━━━ Fonte

Critici, artisti, direttori di museo, giornalisti, galleristi riflettono sui nuovi protagonisti di una scena dell’arte contemporanea un tempo presidiata dall’Occidente
Sì, lo sappiamo bene, le categorie – Occidente, terzomondo, periferia – sono da tempo materia archiviata dal dominante globalismo. Da decenni il dilagare della comunicazione ha azzerato ogni distanza, garantendo ad artisti, critici, studiosi di ogni angolo del globo pari opportunità di intervenire nelle dinamiche socio-culturali. Una grandissima conquista di civiltà e di crescita. Eppure è sotto gli occhi di tutti che questo indispensabile riequilibrio sia presto sfuggito a logiche razionali, viziato da influenze ideologiche e politiche, che nei massimi sistemi nascondono sempre spinte finanziarie.
Fino agli anni Ottanta, inutile confutarlo, le redini del “sistema dell’arte” erano – salvo sporadiche eccezioni – saldamente nelle mani di attori che per semplicità definiremo “occidentali” (europei, anglo-americani). Dagli anni Novanta, grazie all’azione di diversi studiosi illuminati – Harald Szeemann, Jean-Hubert Martin, per citare qualcuno – sono iniziate ad emergere istanze “periferiche”, stimoli nuovi provenienti da realtà spesso ignorate, capaci di immettere ossigeno in un contesto non di rado asfittico e tendenzialmente autoreferenziale.

━━━━━━
━━━ Voci fornite

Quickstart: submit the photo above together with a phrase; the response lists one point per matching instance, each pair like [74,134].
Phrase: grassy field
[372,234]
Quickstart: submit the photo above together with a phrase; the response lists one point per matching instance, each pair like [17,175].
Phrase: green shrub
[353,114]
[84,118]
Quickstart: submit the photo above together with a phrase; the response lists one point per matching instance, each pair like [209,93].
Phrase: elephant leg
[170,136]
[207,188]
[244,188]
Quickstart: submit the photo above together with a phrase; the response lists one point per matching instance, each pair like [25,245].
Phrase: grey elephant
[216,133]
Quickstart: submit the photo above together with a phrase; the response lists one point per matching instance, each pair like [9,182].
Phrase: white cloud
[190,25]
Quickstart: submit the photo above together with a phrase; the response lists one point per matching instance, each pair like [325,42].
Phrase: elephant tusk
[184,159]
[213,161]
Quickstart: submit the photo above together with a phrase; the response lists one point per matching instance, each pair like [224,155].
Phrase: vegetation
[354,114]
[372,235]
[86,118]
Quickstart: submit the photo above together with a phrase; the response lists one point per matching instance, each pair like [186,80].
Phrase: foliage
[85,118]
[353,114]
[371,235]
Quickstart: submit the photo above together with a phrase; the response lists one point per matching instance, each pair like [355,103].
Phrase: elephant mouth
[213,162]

━━━━━━

Procedi con il testo sulla scena dell'arte contemporanea, ripartendo subito dopo la sua ultima frase.

◆ **Risposta**
Risultati contrastanti
Negli ultimi anni, tuttavia, a questo salutare “revanchismo” si va sostituendo un meccanismo uguale e contrario al vizio originario. Oggi molti segnali sembrano voler affermare una aprioristica superiorità di quanto emerga da realtà vittime del lungo oblio. Con risultati spesso contrastanti, quando non del tutto scollegati all’oggetto fulcro di ciò che definiamo come “arti visive”, ovvero la qualità intrinseca di un’opera. Paradigmatico quanto avvenuto nel 2020, quando la seguitissima Power 100 List stilata dalla rivista ArtReview pose al primo posto il movimento Black Lives Matter. E gli esempi a conferma di questo trend sarebbero infiniti.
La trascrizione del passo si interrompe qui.